Could you restate all of the entries, word for word?
▬▬▬▬▬▬▬▬▬▬
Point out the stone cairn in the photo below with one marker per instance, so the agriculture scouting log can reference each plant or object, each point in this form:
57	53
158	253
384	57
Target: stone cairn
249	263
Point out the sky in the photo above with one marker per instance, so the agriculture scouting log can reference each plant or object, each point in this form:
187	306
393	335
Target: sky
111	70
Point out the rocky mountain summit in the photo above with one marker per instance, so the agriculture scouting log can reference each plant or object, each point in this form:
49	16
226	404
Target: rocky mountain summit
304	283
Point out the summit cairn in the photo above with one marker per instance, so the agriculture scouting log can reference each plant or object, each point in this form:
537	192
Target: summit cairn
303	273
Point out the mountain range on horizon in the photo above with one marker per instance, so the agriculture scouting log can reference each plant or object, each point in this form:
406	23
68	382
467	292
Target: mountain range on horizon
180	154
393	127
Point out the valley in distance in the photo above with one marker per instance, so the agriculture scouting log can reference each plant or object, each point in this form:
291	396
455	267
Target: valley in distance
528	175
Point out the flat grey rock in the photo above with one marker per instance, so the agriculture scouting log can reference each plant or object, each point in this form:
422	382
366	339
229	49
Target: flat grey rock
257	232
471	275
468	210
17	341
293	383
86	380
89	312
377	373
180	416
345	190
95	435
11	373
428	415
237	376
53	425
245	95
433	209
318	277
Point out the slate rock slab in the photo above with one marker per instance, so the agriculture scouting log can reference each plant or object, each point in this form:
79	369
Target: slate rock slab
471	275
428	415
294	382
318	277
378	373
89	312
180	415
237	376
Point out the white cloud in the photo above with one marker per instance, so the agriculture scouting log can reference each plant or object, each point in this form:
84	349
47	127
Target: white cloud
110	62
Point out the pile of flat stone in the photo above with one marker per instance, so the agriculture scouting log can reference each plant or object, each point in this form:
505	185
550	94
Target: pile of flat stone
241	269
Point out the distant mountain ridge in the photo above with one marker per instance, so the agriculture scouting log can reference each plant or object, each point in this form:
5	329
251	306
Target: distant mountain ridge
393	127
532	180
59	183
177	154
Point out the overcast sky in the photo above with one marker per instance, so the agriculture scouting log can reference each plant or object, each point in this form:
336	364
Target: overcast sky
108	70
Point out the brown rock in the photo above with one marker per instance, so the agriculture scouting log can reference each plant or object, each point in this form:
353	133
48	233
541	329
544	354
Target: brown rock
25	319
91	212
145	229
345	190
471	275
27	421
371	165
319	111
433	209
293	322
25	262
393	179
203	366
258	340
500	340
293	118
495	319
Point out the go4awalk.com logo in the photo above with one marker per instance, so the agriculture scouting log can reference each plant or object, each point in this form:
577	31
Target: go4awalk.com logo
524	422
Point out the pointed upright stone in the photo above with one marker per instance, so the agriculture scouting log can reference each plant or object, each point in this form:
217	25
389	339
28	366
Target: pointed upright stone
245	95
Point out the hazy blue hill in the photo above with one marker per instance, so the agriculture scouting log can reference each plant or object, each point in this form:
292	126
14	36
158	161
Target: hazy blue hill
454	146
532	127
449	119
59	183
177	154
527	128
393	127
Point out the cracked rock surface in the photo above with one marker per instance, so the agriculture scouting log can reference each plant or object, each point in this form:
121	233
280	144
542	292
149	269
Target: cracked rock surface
▬▬▬▬▬▬▬▬▬▬
- [Response area]
Point out the stone cairn in the photo below with one marker per instance, so the agriculture scouting log can reference each plant or object, each point in this form:
57	53
158	253
384	57
Target: stone cairn
249	263
Point out the sky in the photo above with one marker per instance, so the agriculture scouting log can reference each plant or object, each point in this form:
187	306
393	335
Target: sky
111	70
Point out the rocky mountain summit in the photo above with one marker per instance, so the agriculture scouting log can reference each plant or object, each point in this form:
49	16
226	404
Target: rocky mountain summit
304	283
Point out the summit cairn in the photo above with one marker per instance, so the agriculture scouting log can reference each plant or object, each point in this form:
537	192
Target: summit cairn
303	273
Point out the mountain range on horizon in the photo above with one marker per instance, so the agriculture scouting log can reference each plant or object, each point in this form:
406	23
68	382
467	292
Target: mountain range on horizon
180	154
393	127
Point out the valley in distance in the photo above with one marker per instance, so the agriculture scouting log can reference each plant or object, each point in this form:
291	396
455	267
Target: valley in distance
528	175
Point out the flat grey rock in the photo above with one marker per instance, so the agriculture scouting log can reference each plant or object, each point in this form:
422	382
366	339
229	49
Target: flat grey rock
257	232
471	275
468	210
17	341
293	383
86	380
89	312
377	373
180	416
345	190
95	435
11	373
428	415
237	376
53	425
245	95
433	209
318	277
Point out the slate rock slab in the photo above with one marker per instance, so the agriculture scouting log can reference each plant or object, each point in this form:
79	369
Target: slate rock slab
471	275
428	415
294	382
318	277
378	373
89	312
180	415
237	376
Point out the white cloud in the photo above with one marker per instance, so the agriculture scouting log can reference each plant or object, each point in this form:
84	349
47	127
Target: white cloud
110	62
Point out the pile of flat stone in the photo above with one marker per instance, so the agriculture scouting log can reference each plant or object, each point in this form:
505	185
550	94
Target: pile of flat stone
241	269
Point out the distant mountain ridge in the photo above with one marker per instance, so the agriculture scouting log can reference each plant or object, each point in this form:
5	329
251	306
Target: distant mountain ridge
393	127
532	180
59	183
177	154
Point out the overcast sky in the photo above with one marker per instance, so the agriculture scouting log can reference each plant or object, each point in this form:
336	364
Target: overcast sky
108	70
Point out the brown rock in the photo above with one marker per instance, so the agriculture scouting log can reference each plant or object, each point in this form:
353	133
48	233
541	329
544	354
Target: brown rock
25	319
91	212
145	229
345	190
471	275
27	421
371	165
319	111
433	209
293	322
25	262
393	179
203	366
258	340
500	340
293	118
495	319
Point out the go4awalk.com logo in the photo above with one marker per instance, so the agriculture scouting log can reference each plant or object, each point in this form:
577	31
Target: go4awalk.com logo
524	422
Point out the pointed upright stone in the photo above with one marker per instance, so the agriculture scouting log can reference each plant or object, each point in this form:
217	25
389	339
28	366
Target: pointed upright stone
245	95
Point out the hazy blue hill in the photo above with one marker per instance, so the agriculture scouting log can reference each plant or object, each point in this form:
292	126
14	36
158	161
Target: hazy blue hill
454	146
532	127
449	119
59	183
177	154
527	128
393	127
Point out the cracked rock surface in the photo above with one marker per instance, so the agriculture scouting log can reference each plant or object, each point in this form:
121	233
280	144
542	292
149	269
Target: cracked rock surface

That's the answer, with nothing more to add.